Exercise requirements: Skipping the images, transcribe each record below as it is.
[Opening Available data section]
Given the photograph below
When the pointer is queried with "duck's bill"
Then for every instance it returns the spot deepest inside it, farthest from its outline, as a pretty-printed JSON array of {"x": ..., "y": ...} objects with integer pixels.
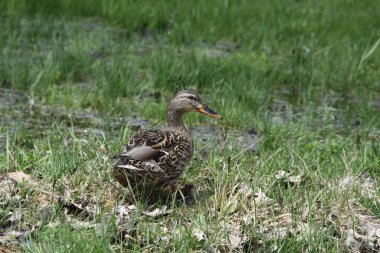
[{"x": 208, "y": 111}]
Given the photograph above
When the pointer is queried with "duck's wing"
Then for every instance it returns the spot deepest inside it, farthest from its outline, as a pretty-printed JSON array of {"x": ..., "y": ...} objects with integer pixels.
[{"x": 150, "y": 145}]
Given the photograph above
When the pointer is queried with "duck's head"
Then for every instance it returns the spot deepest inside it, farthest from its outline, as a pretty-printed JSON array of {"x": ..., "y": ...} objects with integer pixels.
[{"x": 188, "y": 101}]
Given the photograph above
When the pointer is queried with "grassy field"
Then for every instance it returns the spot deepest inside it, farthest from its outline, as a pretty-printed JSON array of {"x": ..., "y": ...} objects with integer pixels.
[{"x": 294, "y": 165}]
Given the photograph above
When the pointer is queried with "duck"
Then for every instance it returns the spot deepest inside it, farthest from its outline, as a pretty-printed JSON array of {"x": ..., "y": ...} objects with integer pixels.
[{"x": 156, "y": 159}]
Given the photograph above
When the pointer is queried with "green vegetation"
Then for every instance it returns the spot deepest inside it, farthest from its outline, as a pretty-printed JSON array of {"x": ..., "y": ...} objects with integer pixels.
[{"x": 304, "y": 74}]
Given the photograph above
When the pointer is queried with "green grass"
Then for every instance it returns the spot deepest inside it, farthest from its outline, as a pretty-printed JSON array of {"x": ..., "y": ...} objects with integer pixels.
[{"x": 304, "y": 74}]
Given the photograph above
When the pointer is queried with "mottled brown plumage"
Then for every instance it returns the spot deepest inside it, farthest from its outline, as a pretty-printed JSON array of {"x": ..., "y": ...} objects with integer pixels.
[{"x": 156, "y": 159}]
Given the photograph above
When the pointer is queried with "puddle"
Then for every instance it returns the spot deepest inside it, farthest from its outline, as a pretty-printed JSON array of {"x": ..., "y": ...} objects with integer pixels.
[
  {"x": 211, "y": 135},
  {"x": 17, "y": 111}
]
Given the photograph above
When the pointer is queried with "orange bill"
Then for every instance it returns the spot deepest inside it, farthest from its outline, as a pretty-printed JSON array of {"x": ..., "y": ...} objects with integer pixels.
[{"x": 208, "y": 111}]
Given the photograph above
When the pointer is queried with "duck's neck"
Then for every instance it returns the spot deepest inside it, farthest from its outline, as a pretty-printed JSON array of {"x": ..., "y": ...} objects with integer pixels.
[{"x": 175, "y": 120}]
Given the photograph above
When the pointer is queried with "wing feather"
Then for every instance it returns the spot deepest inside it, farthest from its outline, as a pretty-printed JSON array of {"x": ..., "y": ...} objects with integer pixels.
[{"x": 149, "y": 145}]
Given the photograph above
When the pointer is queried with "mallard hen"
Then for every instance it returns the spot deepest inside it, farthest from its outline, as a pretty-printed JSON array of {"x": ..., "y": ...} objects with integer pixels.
[{"x": 156, "y": 159}]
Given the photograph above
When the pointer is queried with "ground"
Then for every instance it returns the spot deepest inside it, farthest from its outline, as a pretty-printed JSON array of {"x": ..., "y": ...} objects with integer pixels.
[Closing Available data section]
Answer to the problem:
Given the photograph below
When the pointer is queried with "duck's bill"
Then for every instance it returns the spot deepest inside it, farthest from its outline, as a pretty-printed JSON array of {"x": ..., "y": ...} objects with integer pixels.
[{"x": 208, "y": 111}]
Given the photograph above
When the pointer is queried with "duck's wing"
Then for every instance it returns the spot deepest inside it, farthest from its outline, as a pretty-printed JSON array of {"x": ..., "y": ...} objects with integer pixels.
[{"x": 150, "y": 145}]
Given the photograph above
When the pointer is queried with "duck's head"
Then for every instance it returns the spot deepest inside it, farthest from its outline, as a pretty-printed JSON array of {"x": ..., "y": ...} objects with integer pixels.
[{"x": 188, "y": 101}]
Given the photograph above
When the pointer is queried with "grassy field"
Then for every instance it returns the spot deepest inside it, farthest from its outline, as a pretty-printed JSON array of {"x": ..., "y": ...} objects with integer pixels.
[{"x": 294, "y": 165}]
Given the photograph above
When the pointer is queried with "duck"
Then for every instance it returns the spot deepest inside it, farthest from its outline, as a pretty-printed JSON array of {"x": ..., "y": ...} objects with integer pixels.
[{"x": 156, "y": 159}]
Given the photograph above
When the pointer is queried with "green vegetation"
Then for every instance it returns the spot deepest inside it, farthest from its outline, as a pretty-printed JSON array of {"x": ..., "y": ...} objects with integer pixels.
[{"x": 304, "y": 74}]
Given the photograph above
When the pointer is queried with "green grass"
Then for every instance it returns the spot deepest inside it, farthest from its outline, as a pretty-printed JSON array of {"x": ..., "y": ...} objects with integer pixels.
[{"x": 304, "y": 74}]
Given the photograph above
When the pointer is queried with "mottled brown plumage"
Then for every instance it returns the spot deepest inside it, farthest from its outline, as a pretty-printed JSON array of {"x": ..., "y": ...} objects with integer pixels.
[{"x": 156, "y": 159}]
Given the photograph above
When the pointer is queried with "puddle"
Then for every instance it returns the spot deepest inside it, farthest from its outline, as a pretty-printed JSON array of {"x": ..., "y": ...} objects with integer pixels.
[
  {"x": 211, "y": 135},
  {"x": 17, "y": 111}
]
Given the photograph above
When the pointer is queried with "orange bill"
Then for every instance it returns the spot deepest inside it, farthest from its outline, as a pretty-printed JSON array of {"x": ..., "y": ...} objects with integer pixels.
[{"x": 208, "y": 111}]
Given the photograph above
When the pointer is queried with "duck's neck"
Then for every instance it returns the spot deepest inside it, farthest from its outline, as a pretty-printed JSON array of {"x": ..., "y": ...} objects with integer pixels.
[{"x": 175, "y": 120}]
Given the photograph above
When the pointer is queried with "wing feather"
Then for every instance it returns the spot deepest inside it, farthest from its outline, as a pretty-printed JSON array of {"x": ..., "y": ...} objects with integer pixels.
[{"x": 149, "y": 145}]
Given the photograph above
When the pointer is queried with "mallard hen"
Then for every instance it returns the spot deepest inside it, farthest from its outline, as a pretty-printed JSON array of {"x": ..., "y": ...} objects with integer pixels.
[{"x": 156, "y": 159}]
Given the photograph above
When the pointer is queried with "ground"
Then for every instance it returns the spot deepest inside it, farthest from its outline, as a pretty-printed JSON array of {"x": ..., "y": ...} objects with integer pixels.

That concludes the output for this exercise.